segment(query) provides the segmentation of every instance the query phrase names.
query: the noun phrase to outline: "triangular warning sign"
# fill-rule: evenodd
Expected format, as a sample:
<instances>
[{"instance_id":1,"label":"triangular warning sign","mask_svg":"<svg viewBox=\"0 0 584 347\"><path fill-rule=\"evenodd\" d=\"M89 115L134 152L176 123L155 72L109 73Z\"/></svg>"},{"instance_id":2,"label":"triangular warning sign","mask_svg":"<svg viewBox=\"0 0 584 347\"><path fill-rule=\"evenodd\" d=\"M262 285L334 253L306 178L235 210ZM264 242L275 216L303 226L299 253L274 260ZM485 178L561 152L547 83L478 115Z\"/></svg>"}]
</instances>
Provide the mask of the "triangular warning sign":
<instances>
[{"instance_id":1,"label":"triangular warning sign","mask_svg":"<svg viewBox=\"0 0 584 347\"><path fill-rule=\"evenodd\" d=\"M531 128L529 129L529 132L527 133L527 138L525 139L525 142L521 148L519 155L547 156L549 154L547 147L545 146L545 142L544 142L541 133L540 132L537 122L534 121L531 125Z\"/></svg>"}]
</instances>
##########
The task:
Extract every line of the records above that contains the word "query", matching case exactly.

Result:
segment(query) provides the segmentation of every instance the query phrase names.
query: the noun phrase to outline: "triangular warning sign"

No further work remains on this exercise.